Output the full material exactly as it appears here.

[Start of PROVIDED RECORDS]

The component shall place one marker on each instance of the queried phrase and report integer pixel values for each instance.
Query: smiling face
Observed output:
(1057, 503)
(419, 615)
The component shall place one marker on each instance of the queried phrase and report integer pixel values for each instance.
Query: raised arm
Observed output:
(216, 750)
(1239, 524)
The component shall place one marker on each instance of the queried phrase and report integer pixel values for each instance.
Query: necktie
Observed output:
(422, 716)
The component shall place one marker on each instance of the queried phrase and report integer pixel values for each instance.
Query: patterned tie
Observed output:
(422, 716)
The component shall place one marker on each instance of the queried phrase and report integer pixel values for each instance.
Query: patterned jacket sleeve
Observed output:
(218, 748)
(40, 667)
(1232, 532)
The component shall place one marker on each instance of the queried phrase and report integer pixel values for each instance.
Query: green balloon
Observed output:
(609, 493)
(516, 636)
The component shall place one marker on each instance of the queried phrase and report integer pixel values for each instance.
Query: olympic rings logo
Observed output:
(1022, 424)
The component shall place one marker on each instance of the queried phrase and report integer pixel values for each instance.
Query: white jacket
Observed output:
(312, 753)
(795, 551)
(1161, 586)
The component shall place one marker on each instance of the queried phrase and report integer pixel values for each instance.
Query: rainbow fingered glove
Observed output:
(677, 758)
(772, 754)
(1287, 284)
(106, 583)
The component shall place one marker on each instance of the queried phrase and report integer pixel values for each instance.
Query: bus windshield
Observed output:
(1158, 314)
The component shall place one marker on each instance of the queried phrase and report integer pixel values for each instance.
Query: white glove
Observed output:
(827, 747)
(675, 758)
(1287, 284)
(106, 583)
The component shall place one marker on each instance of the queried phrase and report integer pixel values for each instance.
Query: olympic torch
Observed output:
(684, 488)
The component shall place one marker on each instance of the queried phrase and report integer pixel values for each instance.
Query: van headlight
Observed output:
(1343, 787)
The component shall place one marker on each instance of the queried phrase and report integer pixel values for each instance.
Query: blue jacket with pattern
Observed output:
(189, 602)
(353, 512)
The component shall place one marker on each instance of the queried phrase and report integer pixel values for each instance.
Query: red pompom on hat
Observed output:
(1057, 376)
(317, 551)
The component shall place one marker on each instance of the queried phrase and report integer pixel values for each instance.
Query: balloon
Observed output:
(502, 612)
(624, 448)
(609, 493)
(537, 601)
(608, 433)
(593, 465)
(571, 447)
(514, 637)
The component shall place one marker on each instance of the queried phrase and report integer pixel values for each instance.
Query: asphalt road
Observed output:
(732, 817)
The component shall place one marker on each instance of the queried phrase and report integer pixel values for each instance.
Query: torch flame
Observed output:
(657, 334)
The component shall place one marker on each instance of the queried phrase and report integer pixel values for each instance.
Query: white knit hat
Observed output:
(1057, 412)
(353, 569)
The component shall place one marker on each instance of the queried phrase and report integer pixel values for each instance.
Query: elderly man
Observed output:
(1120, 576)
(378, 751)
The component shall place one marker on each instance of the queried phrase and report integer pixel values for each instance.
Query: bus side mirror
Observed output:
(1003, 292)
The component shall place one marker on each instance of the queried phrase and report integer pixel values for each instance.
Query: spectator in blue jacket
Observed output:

[End of PROVIDED RECORDS]

▶ **WRITTEN RESPONSE**
The component shall place one marker on each instance of the queried phrase and report integer pixel values for each instance.
Query: smiling face
Observed output:
(1057, 503)
(419, 615)
The component shall place one marker on each instance of the queried phrase and report integer pixel values for each instance.
Query: raised arm
Observed output:
(216, 750)
(1239, 524)
The component shall place one marker on each instance of the queried phrase and report integer pixel values for each instance.
Query: necktie
Observed output:
(422, 716)
The component shall place one marker on each instance of the queried phrase and report integer pixel values for each instance.
Query: patterned tie
Observed output:
(422, 716)
The component shall place one marker on each instance of the queried phrase and report integer pixel values for each instance.
Query: patterned jacket sleeve
Observed output:
(218, 748)
(40, 667)
(1232, 532)
The component shall place one marker on each instance of the queried phrase and report integer pixel values for each instance.
Query: green balloon
Observed output:
(609, 493)
(516, 636)
The component shall place one marker on each instance of the queried phrase and report integer pixel values for each instance.
Query: olympic rings logo
Observed output:
(1022, 424)
The component shall place one marker on each instance of the queried phrase and report integer pixel values for each instance.
Query: white jacket
Observed output:
(312, 753)
(795, 551)
(1161, 586)
The component shall place one marker on each instance of the queried phrase and report integer pixel values for each instance.
Query: rainbow fingered glove
Observed output:
(677, 758)
(772, 754)
(1287, 284)
(106, 583)
The component shall place one marker on each instance of the queried phrase and report integer pixel values for each instance.
Query: bus windshield
Observed output:
(1158, 314)
The component shall place one marker on each instance of the queried phrase and report integer pixel values for each instance.
Query: white glove
Observed output:
(827, 747)
(675, 758)
(1287, 284)
(106, 583)
The component shall place one marker on each instance of the queried phrase and report integer pixel values for each instance.
Query: olympic torch
Observed output:
(684, 488)
The component shall place one marker on each instance of the queried phrase and report integer pixel values for each instance.
Query: van headlight
Observed output:
(1343, 787)
The component shall place one marker on each instance of the queried phrase and report integer pixel values for each instance.
Query: blue jacket with pattern
Observed output:
(189, 602)
(353, 512)
The component shall place one marker on each instance of the queried phrase and report integer pixel values for each instance.
Query: red pompom on hat
Observed output:
(1057, 376)
(317, 551)
The component shall place one marker on each instance of the queried phrase and report integer pixel values for each instance.
Query: balloon
Observed output:
(502, 612)
(624, 448)
(609, 493)
(537, 601)
(608, 433)
(593, 465)
(571, 447)
(514, 637)
The component shall place one marker on each instance of the queried phrase and report integer pixel values for each instance.
Query: asphalt road
Observed output:
(732, 817)
The component shall place one marker on each instance of the queried phrase and report integer pixel values for each instance.
Query: torch flame
Observed output:
(657, 334)
The component shall place one marker on each instance of the queried phrase and report integer pixel values for each instance.
Query: white knit hat
Observed output:
(1057, 412)
(353, 569)
The component shall place one marker on each instance of the queried phrase and report integer pixel values for each instance.
Query: elderly man
Observed output:
(1120, 576)
(378, 751)
The component shall place one marker on each instance of the queried phrase and report integer pixel values for each instance.
Query: bus side mirror
Observed output:
(1003, 292)
The component shall place one marker on each instance of the queried phrase and report integer pixel values for each instance.
Query: spectator in blue jacket
Observed output:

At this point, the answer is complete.